Task brief » Repeat the listing below in full.

Given records »
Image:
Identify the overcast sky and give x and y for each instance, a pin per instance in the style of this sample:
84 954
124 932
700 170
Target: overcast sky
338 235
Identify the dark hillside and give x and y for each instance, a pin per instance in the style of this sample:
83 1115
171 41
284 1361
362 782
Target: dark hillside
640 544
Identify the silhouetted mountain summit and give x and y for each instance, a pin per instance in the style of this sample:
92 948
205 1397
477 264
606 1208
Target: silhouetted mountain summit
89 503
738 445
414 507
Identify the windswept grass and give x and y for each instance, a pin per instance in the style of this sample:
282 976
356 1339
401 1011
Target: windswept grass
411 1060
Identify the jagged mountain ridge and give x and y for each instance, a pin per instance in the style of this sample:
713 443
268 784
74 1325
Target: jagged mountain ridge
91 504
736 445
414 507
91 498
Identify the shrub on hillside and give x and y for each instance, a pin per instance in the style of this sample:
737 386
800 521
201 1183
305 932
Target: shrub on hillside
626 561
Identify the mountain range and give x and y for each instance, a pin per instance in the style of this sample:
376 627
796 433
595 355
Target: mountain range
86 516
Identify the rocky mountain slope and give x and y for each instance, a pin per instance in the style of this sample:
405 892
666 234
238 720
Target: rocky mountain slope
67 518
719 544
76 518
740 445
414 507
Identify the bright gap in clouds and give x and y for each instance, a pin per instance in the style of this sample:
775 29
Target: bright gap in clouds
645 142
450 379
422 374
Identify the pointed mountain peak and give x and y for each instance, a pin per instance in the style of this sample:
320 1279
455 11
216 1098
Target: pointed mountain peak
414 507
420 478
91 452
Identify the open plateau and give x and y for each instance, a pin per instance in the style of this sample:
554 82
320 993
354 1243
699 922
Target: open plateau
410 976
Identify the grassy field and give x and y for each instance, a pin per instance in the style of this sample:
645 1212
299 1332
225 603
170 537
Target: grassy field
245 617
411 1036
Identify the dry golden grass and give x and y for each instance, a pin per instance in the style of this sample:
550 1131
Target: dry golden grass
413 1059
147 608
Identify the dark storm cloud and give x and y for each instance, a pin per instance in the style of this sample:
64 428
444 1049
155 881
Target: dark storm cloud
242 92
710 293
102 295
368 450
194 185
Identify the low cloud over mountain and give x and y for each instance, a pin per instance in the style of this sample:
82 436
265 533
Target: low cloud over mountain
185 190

Solution to the problem »
Image:
Identify the overcast sky and give x and y for each instance, a pin per instance in the style of this sample:
84 954
124 932
700 170
Target: overcast sky
338 235
Identify the dark hillside and give x and y for each instance, a pin per instance in the style of this sample:
83 1115
171 41
284 1361
362 782
Target: dark hillside
640 544
Identify the silhouetted mountain summit and give x and y for each instance, a pin per instance in the style of this sample:
92 948
205 1397
477 264
606 1208
Target: silhouetted mountain summit
89 503
738 445
414 507
Identify the windswept grass and give x and y for each instance, a pin per instance in the style of this sample:
282 976
356 1339
401 1011
Target: windswept grass
411 1060
Identify the jagged mountain ridge and give x and y for each instance, a pin per instance in the style of this sample:
713 443
268 784
74 1325
Target: jagged mountain ridge
91 504
736 445
414 507
91 498
Identify the shrub on hillside and give x and y for each instance, a pin per instance in the style of this sample:
737 386
800 521
201 1183
305 932
Target: shrub on hillside
626 561
Identify the mountain range and give x and y for each instance, a pin per instance in the style of this sample:
376 627
796 433
595 355
Target: mountain range
86 516
Identify the rocky mountain slope and give x and y for each instance, a pin per instance in the style of this sample:
405 892
666 234
238 720
Target: rocky mountain slope
67 518
719 544
76 518
740 445
414 507
Identify the bright gap in clouds and give x and y for each instance, a pin per instance in the style of this sample:
775 29
Target: bright gap in clouds
645 142
450 379
422 374
Identify the pointed mountain peak and give x and y for each instance, a pin per instance in the style of this sample:
320 1279
455 11
216 1098
Target: pointed mountain peak
414 507
420 478
91 452
Identify the open plateau and give x and y for each instance, a pin per instance in the style of this sample:
554 82
320 993
354 1243
699 922
Target: open plateau
410 976
Identify the grassy field and give x and y for each instance, a pin per instance in the style of this sample:
645 1212
299 1332
225 603
170 537
Target: grassy field
245 617
411 1036
Identify the dry golden grass and give x and y for each instance, a pin per instance in the style of this sample:
550 1131
Target: dry golden grass
413 1059
147 608
Identify the dark storm cloud and give x and y for each instance, a pin per instance in the style of this sample:
64 428
444 1049
155 881
Target: dark storm cloud
242 92
710 293
102 295
368 450
194 185
Identify the low cloud over mountain and give x and y for each instance, a pin per instance in the style of this sample:
82 436
265 533
Target: low cloud over mountain
185 190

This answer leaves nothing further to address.